Starting with the line that contains "Can you see the utility" and going on through the end of the material, reproduce every line, requests included. Rescale each answer coordinate by 0.65 and round to the nearest whole number, with halves rounding up. Return only those lines.

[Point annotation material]

⁂

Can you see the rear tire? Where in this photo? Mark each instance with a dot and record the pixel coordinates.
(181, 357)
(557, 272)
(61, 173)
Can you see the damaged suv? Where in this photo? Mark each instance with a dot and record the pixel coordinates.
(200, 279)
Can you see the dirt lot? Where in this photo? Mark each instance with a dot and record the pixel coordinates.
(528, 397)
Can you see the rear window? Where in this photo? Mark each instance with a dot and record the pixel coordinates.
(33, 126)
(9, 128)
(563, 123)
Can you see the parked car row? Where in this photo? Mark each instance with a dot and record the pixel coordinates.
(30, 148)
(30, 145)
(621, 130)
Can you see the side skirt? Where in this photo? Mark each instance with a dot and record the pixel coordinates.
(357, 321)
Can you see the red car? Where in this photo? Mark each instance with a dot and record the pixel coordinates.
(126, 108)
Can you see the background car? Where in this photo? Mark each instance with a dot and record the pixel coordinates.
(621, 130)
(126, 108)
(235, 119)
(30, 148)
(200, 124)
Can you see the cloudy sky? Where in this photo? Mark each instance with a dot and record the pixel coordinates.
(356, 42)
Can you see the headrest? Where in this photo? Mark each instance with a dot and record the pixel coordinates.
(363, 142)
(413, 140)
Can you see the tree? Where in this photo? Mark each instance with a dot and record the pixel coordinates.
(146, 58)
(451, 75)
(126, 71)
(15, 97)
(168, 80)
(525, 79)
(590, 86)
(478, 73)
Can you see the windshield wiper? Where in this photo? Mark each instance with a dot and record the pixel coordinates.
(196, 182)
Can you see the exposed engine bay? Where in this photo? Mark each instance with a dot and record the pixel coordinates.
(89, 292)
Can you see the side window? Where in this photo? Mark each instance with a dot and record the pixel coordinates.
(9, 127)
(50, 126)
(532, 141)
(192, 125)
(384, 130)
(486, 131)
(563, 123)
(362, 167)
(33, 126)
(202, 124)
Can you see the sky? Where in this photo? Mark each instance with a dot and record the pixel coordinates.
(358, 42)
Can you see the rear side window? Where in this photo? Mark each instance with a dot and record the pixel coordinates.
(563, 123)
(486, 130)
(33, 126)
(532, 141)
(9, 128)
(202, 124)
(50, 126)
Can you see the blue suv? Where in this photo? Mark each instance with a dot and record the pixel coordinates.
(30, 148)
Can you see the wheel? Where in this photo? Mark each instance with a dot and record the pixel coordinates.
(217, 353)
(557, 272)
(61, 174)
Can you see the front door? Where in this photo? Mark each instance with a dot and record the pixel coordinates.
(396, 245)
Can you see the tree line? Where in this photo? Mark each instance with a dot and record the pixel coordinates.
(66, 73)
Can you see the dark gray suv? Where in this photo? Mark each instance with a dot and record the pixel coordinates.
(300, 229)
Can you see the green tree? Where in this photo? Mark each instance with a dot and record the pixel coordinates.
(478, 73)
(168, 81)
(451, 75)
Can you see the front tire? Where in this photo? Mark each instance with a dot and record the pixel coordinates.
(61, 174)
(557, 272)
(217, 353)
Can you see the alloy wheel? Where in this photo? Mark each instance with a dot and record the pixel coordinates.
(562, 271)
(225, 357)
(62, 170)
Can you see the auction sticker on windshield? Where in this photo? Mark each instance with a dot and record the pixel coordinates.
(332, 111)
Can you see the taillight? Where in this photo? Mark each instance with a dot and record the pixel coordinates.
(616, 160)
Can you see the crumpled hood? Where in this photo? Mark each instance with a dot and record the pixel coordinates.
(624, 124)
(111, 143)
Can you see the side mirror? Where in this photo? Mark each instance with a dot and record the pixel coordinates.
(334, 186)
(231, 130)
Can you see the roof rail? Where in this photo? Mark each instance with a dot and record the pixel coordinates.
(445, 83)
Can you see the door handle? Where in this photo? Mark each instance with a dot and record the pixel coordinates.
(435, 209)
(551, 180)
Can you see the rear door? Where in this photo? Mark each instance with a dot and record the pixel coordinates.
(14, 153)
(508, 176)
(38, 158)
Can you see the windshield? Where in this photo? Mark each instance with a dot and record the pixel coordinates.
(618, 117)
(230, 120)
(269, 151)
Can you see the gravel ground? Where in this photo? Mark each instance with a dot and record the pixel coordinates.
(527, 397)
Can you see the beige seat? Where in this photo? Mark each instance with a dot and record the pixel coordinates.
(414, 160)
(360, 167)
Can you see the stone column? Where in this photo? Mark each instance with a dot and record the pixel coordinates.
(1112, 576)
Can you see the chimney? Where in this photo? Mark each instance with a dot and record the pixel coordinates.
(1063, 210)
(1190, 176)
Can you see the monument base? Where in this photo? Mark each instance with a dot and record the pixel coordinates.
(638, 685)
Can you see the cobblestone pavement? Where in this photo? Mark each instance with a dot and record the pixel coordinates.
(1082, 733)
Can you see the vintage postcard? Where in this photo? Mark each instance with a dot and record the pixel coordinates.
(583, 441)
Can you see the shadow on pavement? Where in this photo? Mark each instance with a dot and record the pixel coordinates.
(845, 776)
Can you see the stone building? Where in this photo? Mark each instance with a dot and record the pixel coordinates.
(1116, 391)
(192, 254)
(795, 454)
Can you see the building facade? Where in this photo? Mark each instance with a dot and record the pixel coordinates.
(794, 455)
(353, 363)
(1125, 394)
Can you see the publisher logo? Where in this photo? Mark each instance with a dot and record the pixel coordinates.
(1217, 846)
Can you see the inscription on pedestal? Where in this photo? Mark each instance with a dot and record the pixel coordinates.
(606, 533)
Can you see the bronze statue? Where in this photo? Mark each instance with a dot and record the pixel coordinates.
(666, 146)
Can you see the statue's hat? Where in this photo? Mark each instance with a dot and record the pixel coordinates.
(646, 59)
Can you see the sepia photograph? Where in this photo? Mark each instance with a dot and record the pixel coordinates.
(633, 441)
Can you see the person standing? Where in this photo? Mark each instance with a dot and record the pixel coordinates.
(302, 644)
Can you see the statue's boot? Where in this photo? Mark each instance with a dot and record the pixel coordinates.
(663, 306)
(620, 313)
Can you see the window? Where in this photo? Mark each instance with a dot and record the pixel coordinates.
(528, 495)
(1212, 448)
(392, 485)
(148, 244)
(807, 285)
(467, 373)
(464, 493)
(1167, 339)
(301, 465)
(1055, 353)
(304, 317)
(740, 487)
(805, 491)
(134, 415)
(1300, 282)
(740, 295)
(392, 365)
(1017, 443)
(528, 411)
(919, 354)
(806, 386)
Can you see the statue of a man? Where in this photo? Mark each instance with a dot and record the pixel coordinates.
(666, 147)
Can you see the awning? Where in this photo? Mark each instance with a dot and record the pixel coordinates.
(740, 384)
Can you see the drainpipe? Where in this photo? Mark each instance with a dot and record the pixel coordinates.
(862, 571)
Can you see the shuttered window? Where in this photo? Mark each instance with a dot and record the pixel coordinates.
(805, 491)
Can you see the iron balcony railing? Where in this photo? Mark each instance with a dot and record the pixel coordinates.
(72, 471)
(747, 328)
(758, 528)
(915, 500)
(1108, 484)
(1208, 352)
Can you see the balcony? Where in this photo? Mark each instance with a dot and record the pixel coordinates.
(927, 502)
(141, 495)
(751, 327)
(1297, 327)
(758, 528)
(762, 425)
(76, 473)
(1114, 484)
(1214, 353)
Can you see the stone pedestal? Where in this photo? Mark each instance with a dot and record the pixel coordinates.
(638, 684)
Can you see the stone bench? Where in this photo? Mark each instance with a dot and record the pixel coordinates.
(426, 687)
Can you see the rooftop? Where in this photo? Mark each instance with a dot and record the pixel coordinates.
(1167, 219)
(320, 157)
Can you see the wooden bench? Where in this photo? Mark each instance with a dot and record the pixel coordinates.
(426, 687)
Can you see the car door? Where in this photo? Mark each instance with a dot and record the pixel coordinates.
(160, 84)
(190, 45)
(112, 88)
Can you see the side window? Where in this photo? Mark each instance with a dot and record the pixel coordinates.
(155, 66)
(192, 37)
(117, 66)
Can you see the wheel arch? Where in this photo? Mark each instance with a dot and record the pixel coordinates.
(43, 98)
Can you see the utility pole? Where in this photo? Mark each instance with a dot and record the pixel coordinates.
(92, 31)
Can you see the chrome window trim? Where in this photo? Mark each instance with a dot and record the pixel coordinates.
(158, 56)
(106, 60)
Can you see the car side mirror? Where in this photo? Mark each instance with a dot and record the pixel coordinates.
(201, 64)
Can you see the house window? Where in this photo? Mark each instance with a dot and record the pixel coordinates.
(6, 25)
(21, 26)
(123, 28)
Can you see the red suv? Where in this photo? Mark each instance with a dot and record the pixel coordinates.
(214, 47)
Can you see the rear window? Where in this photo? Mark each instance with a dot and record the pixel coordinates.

⁂

_Response to this exercise_.
Can you see the utility pole? Where in this photo? Mark each instance with a dot and record the pixel coordinates.
(60, 20)
Can you see the chrome window trim? Where in this photo? Mark each instance with a dot and record the pixel coordinates.
(103, 36)
(69, 39)
Can you see the car side mirror? Where in this photo? Mark each instance with a dot and record the pixel coordinates.
(131, 42)
Can you see the house window? Where in this photo? Mark each instance with a dot and record the pixel coordinates.
(4, 16)
(14, 17)
(80, 18)
Can you see the red suv? Where in this photo? Mark each instance with a dot and record the pixel coordinates.
(139, 31)
Can you see the rear window? Where in this photo? Mark each instance with a dot and record the pixel coordinates.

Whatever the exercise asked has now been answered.